QUESTIONS:
1: For the comment thread on the new federal transit criteria, say whether each statement agrees with it: (a) MoveSD says many people in San Diego skip transit because it takes two to three times as long; (b) Jarrett says FTA has already made clear how it will measure the harder-to-predict outcomes; (c) MoveSD's comment rejects the new criteria. Answer yes or no for each and quote the deciding words.
2: Pick up the comment thread on the new federal transit criteria after its final sentence and continue it.

Posted by: Kurt Thompson Francis | January 18, 2010 at 02:34 PM
While we applaud these new criteria, transit performance must still be a critical factor in such large public infrastructure investments. In San Diego, many people don't take transit because it takes 2-3x as long. For us, speed is an important criteria for attracting new riders to transit.
Posted by: MoveSD | January 19, 2010 at 01:36 PM
For a roundup of anxieties about this announcement from serious transit advocates, see here.
http://www.humantransit.org/2010/01/more-on-the-new-us-federal-transit-new-starts-guidelines.html
Many of my commenters want to be hopeful, but FTA really needs to be as clear as possible, as soon as possible, about how it's going to measure some of these more intangible and hard-to-predict outcomes.
Posted by: Jarrett at HumanTransit.org | January 23, 2010 at 05:58 AM
I agree with Gordon The answer will lie in the nature of criteria added to the usual cost effective and performance ones and their inclusion in an equal priority climate.

SUPPLIED INFORMATION:
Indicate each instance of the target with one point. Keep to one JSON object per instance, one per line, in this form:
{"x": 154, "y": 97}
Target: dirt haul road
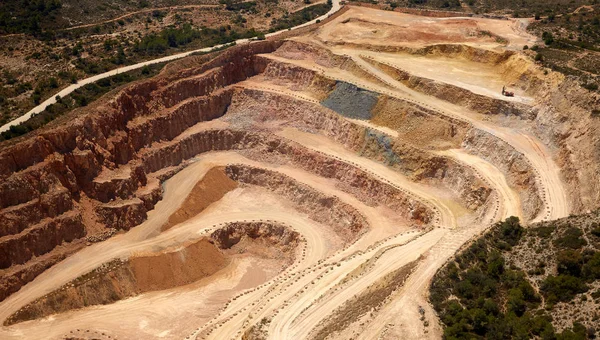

OUTPUTS BY TASK:
1:
(a) Yes: "many people don't take transit because it takes 2-3x as long"
(b) No: "FTA really needs to be as clear as possible, as soon as possible, about how it's going to measure some of these more intangible and hard-to-predict outcomes"
(c) No: "While we applaud these new criteria"

2:
Posted by: Palm Beach Real Estate | January 24, 2010 at 12:45 AM
Environmental benefits will be one of the more important factors out of the 6 since sustainability starts to get lots of attention and people start to learn this topic
Posted by: Bassoon Houston | February 26, 2010 at 04:50 PM
While I applaud the efforts for more viable public transportation I think for the most part it is a moot point in many areas, Here in the greater Dallas area public transportation has such limited viability unless you live and work right next door one still has to drive to the stations,
Posted by: Dallas Listing Agent | May 05, 2010 at 05:45 PM
Anaheim has got approval for a fixed guideway system in its city. San Juan Capistrano, San Clemente and Dana Point are going together for a streetcar project to link their cities and Metrolink stations in San Juan Capistrano and San Clemente. The Metrolink is planned to be the backbone public transportation system for Orange County with the bus system and streetcars serving the train stations and connecting them to where people live and work.
Posted by: create a free blog | July 30, 2010 at 05:23 AM
"The problem was that for so long the OCTA that operates ACCESS and the Toll Road agency that operates the toll roads never talked to each other"
Is this not a common problem in all gov bureaucracy? So often it seems that our governing bodies never communicate and/or cooperate effectively. When a communication breakdown is found it seems that the only solution that is offered up is another level of bureacuacy. There has to be a better way.